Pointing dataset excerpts
Begin

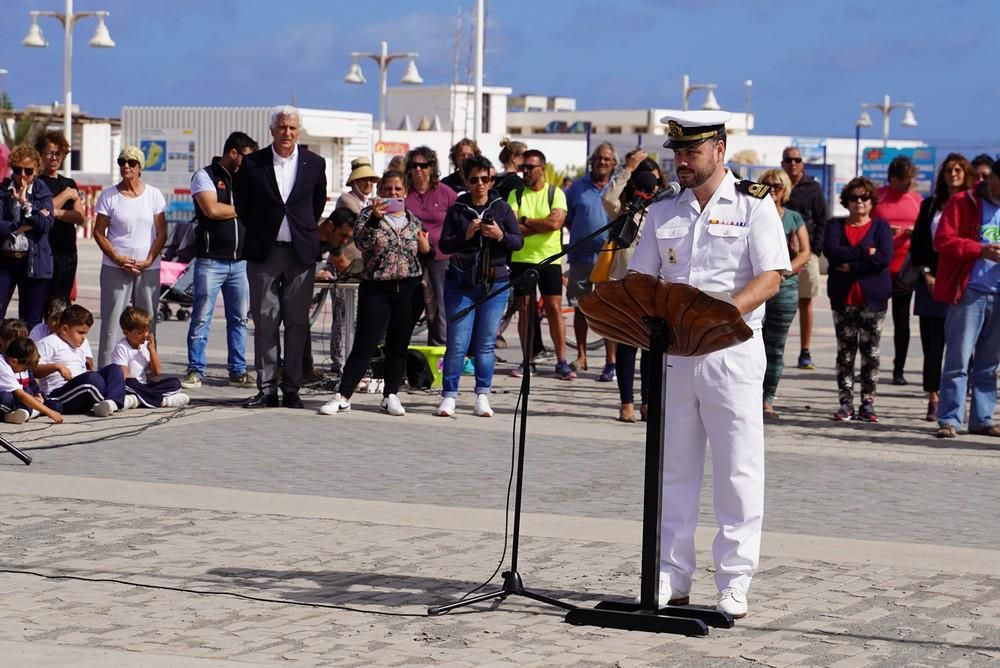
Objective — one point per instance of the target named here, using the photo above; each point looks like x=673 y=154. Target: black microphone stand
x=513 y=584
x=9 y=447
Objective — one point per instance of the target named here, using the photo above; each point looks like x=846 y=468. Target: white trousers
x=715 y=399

End

Arrange the lines above as a Markdown table with a numbered Row column and a Line column, skipping any blank lines. Leave the pictures out of the table.

* _Task output_:
| Row | Line |
|---|---|
| 1 | Objective — one point per instance of the target named here, using the photo above; each point looks like x=673 y=154. Target: black microphone stand |
| 2 | x=513 y=584 |
| 3 | x=9 y=447 |
| 4 | Objective — one point per instance of the target named here, using the photo above; each point looks like x=846 y=468. Target: white trousers |
| 5 | x=715 y=399 |